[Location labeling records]

========================================

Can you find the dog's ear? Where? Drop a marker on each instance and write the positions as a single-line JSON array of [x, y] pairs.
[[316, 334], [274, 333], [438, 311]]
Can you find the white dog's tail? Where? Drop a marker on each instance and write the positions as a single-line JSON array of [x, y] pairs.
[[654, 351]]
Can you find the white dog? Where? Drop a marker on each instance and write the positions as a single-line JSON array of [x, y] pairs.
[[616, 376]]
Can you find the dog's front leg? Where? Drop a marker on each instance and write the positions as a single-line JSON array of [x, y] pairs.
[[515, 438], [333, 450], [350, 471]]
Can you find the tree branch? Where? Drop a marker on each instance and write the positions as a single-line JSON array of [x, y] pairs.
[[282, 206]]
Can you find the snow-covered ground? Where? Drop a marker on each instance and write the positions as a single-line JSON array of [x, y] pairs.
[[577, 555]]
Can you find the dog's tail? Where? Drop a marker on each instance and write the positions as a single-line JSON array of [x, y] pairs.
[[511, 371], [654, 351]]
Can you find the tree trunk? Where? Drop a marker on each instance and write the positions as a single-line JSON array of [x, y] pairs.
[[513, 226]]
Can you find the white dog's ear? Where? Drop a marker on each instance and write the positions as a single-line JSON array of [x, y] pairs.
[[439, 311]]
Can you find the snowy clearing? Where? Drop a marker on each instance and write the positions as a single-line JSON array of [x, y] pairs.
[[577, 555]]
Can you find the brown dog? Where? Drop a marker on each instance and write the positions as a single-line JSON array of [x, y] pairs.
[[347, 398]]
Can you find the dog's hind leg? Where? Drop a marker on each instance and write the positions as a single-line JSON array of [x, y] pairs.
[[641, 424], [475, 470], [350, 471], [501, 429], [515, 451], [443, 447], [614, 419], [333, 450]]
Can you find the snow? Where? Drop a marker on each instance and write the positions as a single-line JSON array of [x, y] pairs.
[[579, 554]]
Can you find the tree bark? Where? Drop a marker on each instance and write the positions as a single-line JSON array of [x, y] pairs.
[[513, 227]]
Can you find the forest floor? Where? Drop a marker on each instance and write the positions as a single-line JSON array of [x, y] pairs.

========================================

**GIVEN INSTRUCTION**
Please output every line from the one containing "Can you find the snow-covered" through the end of the items as a JSON list of strings, one string per line, with blank lines omitted.

**CORRECT ANSWER**
[
  "Can you find the snow-covered ground? Where? Drop a marker on each instance and write the positions as a single-line JSON array of [x, y] pairs.",
  "[[577, 555]]",
  "Can you find the dog's tail? Where? Drop a marker on each instance and write the positions as a single-line JSON array of [x, y] pairs.",
  "[[511, 371], [654, 351]]",
  "Can you find the tree trunk? Where? Drop a marker on each instance and write the positions as a single-line JSON array of [x, y] pairs.",
  "[[513, 226]]",
  "Can you find the white dog's ear? Where? Drop a marker on each instance and write the positions as a single-line JSON array of [x, y] pairs.",
  "[[439, 311]]",
  "Can you find the snowy clearing? Where? Drop a marker on each instance and write the positions as a single-line JSON array of [x, y] pairs.",
  "[[577, 555]]",
  "Can you find the brown dog? Where? Drop a marker on each instance and write the positions as a single-line JSON array of [x, y] pairs.",
  "[[347, 398]]",
  "Can you find the dog's hind leg? Where? Drop a marker on each instance and write the positions as a single-line JSON array of [x, y] pairs.",
  "[[641, 424], [475, 470], [350, 471], [501, 429], [515, 451], [443, 447], [614, 419], [333, 450]]",
  "Can you find the snow? Where? Drop a marker on each instance and write the positions as a single-line JSON array of [x, y] pairs.",
  "[[579, 554]]",
  "Can you find the tree bark? Where? Drop a marker on each instance and write the positions as a single-line JSON array of [x, y] pairs.",
  "[[513, 227]]",
  "Can you find the forest floor? Where? Drop a marker on each instance and write the positions as a single-line JSON array of [x, y] pairs."
]